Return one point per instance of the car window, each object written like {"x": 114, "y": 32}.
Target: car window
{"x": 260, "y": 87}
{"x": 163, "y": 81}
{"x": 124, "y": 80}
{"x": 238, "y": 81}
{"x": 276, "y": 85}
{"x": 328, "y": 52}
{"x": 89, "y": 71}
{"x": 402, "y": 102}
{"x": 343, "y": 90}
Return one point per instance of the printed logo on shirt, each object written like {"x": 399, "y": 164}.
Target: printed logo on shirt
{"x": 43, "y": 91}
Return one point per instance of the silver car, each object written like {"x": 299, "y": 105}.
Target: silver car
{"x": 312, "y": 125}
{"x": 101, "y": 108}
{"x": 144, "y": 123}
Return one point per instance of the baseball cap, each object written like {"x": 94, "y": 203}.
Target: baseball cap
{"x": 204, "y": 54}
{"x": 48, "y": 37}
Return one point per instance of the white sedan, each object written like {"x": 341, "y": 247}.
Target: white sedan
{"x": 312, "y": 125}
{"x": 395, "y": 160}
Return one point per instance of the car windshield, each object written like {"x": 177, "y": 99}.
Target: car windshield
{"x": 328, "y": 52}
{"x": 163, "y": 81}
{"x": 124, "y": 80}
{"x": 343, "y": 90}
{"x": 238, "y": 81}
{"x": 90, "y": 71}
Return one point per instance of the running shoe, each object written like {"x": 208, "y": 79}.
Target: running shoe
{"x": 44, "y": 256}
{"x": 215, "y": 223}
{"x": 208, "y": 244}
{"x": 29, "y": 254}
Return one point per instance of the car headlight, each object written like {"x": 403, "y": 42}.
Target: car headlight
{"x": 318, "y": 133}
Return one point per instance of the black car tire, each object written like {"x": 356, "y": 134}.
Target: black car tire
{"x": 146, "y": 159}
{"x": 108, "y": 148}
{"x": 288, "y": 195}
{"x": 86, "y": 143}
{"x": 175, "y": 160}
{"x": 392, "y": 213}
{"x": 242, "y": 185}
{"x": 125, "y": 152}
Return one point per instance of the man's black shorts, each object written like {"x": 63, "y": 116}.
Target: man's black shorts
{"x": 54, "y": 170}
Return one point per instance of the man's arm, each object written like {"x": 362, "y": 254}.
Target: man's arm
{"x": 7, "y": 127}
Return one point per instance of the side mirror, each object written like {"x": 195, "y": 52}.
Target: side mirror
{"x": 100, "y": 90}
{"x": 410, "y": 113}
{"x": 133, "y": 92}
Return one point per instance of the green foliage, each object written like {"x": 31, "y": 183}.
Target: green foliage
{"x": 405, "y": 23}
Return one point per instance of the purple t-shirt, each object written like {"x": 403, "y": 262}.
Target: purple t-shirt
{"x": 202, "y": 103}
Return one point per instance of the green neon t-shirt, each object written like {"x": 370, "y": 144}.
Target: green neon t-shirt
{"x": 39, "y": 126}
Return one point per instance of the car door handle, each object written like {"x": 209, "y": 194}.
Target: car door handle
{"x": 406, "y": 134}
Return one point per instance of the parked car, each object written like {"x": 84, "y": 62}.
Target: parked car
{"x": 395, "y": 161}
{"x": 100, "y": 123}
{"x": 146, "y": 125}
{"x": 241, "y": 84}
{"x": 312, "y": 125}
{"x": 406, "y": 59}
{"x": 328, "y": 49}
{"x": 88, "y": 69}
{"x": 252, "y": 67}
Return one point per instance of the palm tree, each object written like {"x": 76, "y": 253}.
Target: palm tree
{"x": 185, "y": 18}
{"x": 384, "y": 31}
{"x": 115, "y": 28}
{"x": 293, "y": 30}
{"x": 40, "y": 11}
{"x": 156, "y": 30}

* * * *

Work order: Write the data out once more, exactly as it was given.

Problem solution:
Return one point per instance of the car window, each object written like {"x": 114, "y": 32}.
Target: car window
{"x": 260, "y": 87}
{"x": 163, "y": 81}
{"x": 124, "y": 80}
{"x": 238, "y": 81}
{"x": 276, "y": 85}
{"x": 328, "y": 52}
{"x": 89, "y": 71}
{"x": 402, "y": 102}
{"x": 343, "y": 90}
Return one point per instance of the printed logo on shirt, each object written like {"x": 399, "y": 164}.
Target: printed logo on shirt
{"x": 43, "y": 91}
Return one point per instance of the silver car, each object written like {"x": 299, "y": 105}.
Target: silver car
{"x": 312, "y": 125}
{"x": 101, "y": 108}
{"x": 144, "y": 123}
Return one point per instance of the baseball cap, each object written like {"x": 94, "y": 203}.
Target: baseball cap
{"x": 204, "y": 54}
{"x": 48, "y": 37}
Return one point per instance of the white sedan, each object written like {"x": 341, "y": 247}.
Target: white sedan
{"x": 312, "y": 125}
{"x": 395, "y": 160}
Return one point per instance of the car windshield, each object written like {"x": 177, "y": 99}.
Target: car windshield
{"x": 328, "y": 52}
{"x": 163, "y": 81}
{"x": 124, "y": 80}
{"x": 343, "y": 90}
{"x": 238, "y": 81}
{"x": 90, "y": 71}
Return one point per instance of the running shoe, each object written like {"x": 208, "y": 79}.
Target: running shoe
{"x": 44, "y": 256}
{"x": 215, "y": 223}
{"x": 208, "y": 244}
{"x": 29, "y": 254}
Return one point per instance of the car headlight, each object written like {"x": 403, "y": 42}.
Target: car headlight
{"x": 318, "y": 133}
Return one point per instance of the black car tire, each object written like {"x": 356, "y": 134}.
Target: black car tire
{"x": 146, "y": 159}
{"x": 108, "y": 148}
{"x": 288, "y": 195}
{"x": 86, "y": 143}
{"x": 175, "y": 160}
{"x": 392, "y": 213}
{"x": 242, "y": 185}
{"x": 125, "y": 152}
Return one point per instance of the man's black shorts, each object written like {"x": 63, "y": 116}.
Target: man's black shorts
{"x": 54, "y": 170}
Return one point per instance of the man's arm, each object written like {"x": 362, "y": 254}.
Target: man's arm
{"x": 7, "y": 127}
Return one point per instance of the side mirror, each object written like {"x": 195, "y": 52}.
Target: side mirror
{"x": 100, "y": 90}
{"x": 410, "y": 113}
{"x": 133, "y": 92}
Return one point per instance of the green foliage, each object written like {"x": 31, "y": 183}.
Target: green foliage
{"x": 405, "y": 23}
Return one point per instance of the purple t-shirt, each object written like {"x": 403, "y": 262}.
Target: purple t-shirt
{"x": 202, "y": 103}
Return one point per instance of the green neon t-shirt, each object written like {"x": 370, "y": 144}.
Target: green neon t-shirt
{"x": 39, "y": 126}
Return one point per instance of the car door handle, each object written like {"x": 209, "y": 194}.
Target: car door handle
{"x": 406, "y": 134}
Return one point per instance of the parked car, each object written like {"x": 84, "y": 62}.
Target: parked car
{"x": 395, "y": 161}
{"x": 100, "y": 123}
{"x": 146, "y": 125}
{"x": 241, "y": 84}
{"x": 312, "y": 125}
{"x": 406, "y": 59}
{"x": 328, "y": 49}
{"x": 88, "y": 69}
{"x": 252, "y": 67}
Return one point per instance of the palm tree, each object written like {"x": 76, "y": 253}.
Target: palm tree
{"x": 185, "y": 18}
{"x": 384, "y": 31}
{"x": 115, "y": 28}
{"x": 293, "y": 30}
{"x": 40, "y": 11}
{"x": 156, "y": 30}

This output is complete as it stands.